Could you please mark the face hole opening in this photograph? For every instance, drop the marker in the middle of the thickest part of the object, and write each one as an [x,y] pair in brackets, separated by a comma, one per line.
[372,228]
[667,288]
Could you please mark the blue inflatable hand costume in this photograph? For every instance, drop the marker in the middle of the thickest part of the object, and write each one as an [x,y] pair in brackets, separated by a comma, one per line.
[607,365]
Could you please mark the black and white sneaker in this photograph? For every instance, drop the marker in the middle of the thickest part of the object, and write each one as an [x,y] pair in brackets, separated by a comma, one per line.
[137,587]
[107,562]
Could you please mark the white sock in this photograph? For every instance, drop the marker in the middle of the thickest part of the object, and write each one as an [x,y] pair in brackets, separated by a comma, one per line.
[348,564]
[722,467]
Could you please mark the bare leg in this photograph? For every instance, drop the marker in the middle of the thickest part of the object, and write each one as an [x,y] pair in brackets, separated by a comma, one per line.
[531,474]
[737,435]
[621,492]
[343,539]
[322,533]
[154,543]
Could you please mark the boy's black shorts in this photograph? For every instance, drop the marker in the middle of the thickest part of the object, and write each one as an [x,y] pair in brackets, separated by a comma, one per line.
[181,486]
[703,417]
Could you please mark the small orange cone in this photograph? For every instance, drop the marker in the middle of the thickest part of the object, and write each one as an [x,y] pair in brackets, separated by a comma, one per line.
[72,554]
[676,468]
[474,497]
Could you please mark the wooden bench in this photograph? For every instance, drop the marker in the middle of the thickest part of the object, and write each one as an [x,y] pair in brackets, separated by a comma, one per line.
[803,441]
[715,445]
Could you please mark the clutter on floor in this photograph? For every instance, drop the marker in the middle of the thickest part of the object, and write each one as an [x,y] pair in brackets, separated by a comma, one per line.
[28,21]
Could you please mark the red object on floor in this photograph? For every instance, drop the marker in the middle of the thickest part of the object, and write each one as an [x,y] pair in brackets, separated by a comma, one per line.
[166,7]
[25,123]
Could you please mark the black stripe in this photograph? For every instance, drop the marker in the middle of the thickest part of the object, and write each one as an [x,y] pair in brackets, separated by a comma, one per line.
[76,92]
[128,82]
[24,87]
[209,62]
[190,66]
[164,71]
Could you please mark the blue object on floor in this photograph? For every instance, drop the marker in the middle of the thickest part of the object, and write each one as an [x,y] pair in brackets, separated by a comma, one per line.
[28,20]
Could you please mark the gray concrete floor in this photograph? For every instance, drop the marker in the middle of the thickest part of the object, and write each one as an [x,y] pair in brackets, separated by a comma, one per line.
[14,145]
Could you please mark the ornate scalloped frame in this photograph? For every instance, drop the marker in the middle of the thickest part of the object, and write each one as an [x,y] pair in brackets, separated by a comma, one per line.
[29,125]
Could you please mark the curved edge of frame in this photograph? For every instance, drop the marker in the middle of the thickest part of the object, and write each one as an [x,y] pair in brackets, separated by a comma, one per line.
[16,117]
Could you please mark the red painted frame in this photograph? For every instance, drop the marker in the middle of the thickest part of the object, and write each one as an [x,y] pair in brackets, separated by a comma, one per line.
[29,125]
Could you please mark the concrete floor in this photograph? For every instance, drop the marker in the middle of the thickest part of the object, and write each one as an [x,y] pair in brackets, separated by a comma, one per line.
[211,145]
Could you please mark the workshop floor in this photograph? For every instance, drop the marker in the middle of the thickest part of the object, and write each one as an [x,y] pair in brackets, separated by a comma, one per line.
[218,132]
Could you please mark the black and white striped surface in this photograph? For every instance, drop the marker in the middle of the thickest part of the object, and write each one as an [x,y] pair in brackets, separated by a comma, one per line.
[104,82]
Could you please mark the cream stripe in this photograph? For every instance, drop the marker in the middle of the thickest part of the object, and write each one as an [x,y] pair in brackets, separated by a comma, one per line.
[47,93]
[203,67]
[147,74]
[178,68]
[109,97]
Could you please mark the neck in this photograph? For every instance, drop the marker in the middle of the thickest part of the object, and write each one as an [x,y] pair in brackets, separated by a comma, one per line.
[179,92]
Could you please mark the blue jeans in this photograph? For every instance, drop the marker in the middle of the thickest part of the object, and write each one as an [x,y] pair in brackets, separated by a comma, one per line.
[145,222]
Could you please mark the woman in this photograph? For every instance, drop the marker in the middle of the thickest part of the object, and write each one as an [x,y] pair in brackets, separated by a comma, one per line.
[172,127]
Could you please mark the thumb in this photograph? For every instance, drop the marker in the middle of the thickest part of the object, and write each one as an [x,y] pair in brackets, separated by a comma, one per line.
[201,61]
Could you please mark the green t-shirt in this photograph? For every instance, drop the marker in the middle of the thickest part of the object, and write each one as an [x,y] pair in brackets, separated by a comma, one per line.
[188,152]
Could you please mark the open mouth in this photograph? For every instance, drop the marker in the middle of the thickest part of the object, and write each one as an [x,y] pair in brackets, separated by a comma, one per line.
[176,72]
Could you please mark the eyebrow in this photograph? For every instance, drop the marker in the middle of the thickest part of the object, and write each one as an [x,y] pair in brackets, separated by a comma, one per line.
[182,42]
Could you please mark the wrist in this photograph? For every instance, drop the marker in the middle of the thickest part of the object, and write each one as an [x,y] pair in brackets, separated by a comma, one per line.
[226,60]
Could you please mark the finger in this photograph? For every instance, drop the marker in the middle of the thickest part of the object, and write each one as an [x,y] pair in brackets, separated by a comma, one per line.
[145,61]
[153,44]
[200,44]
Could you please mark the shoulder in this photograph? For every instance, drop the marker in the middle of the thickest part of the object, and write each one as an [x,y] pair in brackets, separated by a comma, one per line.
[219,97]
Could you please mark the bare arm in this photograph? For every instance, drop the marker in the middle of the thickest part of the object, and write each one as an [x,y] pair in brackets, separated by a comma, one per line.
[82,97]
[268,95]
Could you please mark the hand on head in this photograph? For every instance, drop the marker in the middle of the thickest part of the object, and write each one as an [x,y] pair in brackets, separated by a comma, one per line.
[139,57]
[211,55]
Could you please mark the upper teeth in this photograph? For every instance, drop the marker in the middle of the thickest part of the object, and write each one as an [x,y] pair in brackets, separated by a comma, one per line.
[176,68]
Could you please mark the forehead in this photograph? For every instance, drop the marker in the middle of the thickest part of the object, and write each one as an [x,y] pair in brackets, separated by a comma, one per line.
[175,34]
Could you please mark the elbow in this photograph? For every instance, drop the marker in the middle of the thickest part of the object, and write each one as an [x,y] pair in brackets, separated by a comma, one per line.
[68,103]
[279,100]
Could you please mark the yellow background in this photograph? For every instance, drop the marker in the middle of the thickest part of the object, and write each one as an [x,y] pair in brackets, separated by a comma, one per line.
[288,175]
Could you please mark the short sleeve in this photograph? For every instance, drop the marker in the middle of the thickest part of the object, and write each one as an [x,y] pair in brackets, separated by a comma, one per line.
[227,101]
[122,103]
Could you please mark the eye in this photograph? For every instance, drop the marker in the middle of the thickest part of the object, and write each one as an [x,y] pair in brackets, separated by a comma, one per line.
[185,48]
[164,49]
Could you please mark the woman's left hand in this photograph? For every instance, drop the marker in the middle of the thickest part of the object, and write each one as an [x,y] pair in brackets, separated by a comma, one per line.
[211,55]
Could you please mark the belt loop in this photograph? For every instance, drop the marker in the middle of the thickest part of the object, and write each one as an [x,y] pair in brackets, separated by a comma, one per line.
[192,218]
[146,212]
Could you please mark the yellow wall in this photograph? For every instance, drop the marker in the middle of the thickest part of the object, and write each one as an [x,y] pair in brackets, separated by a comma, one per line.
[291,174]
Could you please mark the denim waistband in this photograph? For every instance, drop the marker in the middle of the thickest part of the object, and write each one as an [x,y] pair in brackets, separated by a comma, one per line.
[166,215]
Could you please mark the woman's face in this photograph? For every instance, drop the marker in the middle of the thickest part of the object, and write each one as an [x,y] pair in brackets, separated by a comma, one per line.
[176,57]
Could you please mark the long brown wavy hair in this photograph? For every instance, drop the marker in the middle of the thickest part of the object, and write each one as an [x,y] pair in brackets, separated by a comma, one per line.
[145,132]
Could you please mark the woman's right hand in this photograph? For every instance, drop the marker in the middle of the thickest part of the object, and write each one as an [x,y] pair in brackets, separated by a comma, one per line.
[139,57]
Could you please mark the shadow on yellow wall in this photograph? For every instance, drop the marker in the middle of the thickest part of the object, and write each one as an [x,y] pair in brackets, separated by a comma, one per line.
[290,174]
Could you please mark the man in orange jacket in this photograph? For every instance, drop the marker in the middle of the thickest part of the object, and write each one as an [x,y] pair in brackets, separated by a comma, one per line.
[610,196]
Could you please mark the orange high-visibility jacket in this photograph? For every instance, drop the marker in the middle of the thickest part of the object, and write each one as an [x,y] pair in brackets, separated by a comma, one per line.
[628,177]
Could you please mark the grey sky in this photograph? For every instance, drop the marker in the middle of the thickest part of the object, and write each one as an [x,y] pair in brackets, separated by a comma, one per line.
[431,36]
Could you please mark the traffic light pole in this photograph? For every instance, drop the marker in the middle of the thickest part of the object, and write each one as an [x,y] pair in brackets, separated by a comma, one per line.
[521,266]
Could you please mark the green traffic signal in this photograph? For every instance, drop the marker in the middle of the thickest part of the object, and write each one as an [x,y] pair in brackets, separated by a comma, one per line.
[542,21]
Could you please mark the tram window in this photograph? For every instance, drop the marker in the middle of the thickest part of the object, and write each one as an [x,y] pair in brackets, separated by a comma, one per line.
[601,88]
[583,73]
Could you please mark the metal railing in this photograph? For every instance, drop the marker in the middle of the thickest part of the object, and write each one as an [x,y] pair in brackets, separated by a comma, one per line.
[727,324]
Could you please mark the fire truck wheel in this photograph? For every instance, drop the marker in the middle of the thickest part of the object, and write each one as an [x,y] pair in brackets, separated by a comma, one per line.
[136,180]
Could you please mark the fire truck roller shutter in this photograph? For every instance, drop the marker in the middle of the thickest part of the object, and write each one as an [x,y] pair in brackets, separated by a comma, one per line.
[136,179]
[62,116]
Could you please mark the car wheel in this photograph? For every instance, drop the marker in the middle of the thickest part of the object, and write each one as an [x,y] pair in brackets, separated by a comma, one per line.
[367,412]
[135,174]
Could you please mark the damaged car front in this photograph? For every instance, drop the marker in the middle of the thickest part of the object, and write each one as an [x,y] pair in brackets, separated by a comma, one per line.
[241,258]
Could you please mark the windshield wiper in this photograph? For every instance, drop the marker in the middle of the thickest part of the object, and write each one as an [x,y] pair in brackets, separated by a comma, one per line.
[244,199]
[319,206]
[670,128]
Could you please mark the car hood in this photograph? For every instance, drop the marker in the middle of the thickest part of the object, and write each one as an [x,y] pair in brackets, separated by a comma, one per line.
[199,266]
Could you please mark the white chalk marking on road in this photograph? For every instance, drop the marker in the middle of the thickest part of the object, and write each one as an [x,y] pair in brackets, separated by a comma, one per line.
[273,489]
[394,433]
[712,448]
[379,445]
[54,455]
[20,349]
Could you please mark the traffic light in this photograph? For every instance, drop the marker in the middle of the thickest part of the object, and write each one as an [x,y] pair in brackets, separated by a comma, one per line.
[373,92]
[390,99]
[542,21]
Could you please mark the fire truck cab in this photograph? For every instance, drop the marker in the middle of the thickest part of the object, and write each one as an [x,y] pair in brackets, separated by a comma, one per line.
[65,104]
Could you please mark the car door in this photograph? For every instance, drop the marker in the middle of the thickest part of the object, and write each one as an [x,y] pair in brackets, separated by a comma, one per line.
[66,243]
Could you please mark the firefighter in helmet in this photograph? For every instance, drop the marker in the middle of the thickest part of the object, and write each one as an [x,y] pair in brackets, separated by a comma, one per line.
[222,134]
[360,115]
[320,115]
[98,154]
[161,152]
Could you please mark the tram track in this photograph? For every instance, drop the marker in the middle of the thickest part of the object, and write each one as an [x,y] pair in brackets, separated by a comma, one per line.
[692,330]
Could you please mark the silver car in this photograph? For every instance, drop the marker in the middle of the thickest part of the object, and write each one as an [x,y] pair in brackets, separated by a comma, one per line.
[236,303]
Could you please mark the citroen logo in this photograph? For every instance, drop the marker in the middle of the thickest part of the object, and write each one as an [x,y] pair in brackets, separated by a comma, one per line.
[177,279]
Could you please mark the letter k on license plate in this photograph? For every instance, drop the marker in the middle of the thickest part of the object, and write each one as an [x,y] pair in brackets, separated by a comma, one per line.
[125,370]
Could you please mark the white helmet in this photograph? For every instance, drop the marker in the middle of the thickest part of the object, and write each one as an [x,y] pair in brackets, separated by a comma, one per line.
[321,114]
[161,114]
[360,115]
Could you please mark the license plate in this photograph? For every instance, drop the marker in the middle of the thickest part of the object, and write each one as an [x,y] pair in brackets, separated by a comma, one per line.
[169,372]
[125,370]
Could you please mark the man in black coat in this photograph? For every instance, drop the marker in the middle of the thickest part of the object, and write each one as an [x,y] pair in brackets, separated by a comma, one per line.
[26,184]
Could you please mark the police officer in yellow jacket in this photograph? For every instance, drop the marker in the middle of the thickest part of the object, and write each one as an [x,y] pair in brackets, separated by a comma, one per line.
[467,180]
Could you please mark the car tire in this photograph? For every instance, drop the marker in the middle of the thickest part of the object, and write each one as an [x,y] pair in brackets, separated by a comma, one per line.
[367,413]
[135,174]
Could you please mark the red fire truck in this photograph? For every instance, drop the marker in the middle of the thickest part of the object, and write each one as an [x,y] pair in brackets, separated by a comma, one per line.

━━━

### WORK INSTRUCTIONS
Restate word for word the lines from the one holding "Could you please mark the police" to the end of the listing, both ends included, and nothing more.

### WRITTEN REPLY
Could you please mark the police officer in yellow jacket in this photograph? For every instance, drop the marker in the middle of the thickest part of the object, and write each one as an [x,y] pair in brackets, separated by a comma, one per line.
[467,180]
Could you please mark the car tire in this photograph? For every instance, drop the marker in the middle of the thickest part of the object, and write each one as an [x,y] pair in brackets, separated by a comma, one per line.
[367,413]
[135,174]
Could you please mark the red fire truck in this photograph? For every instance, drop the marker in the middle of the thickest part of the object, and write each one as an [x,y] pair in brackets, separated by a comma, one per line.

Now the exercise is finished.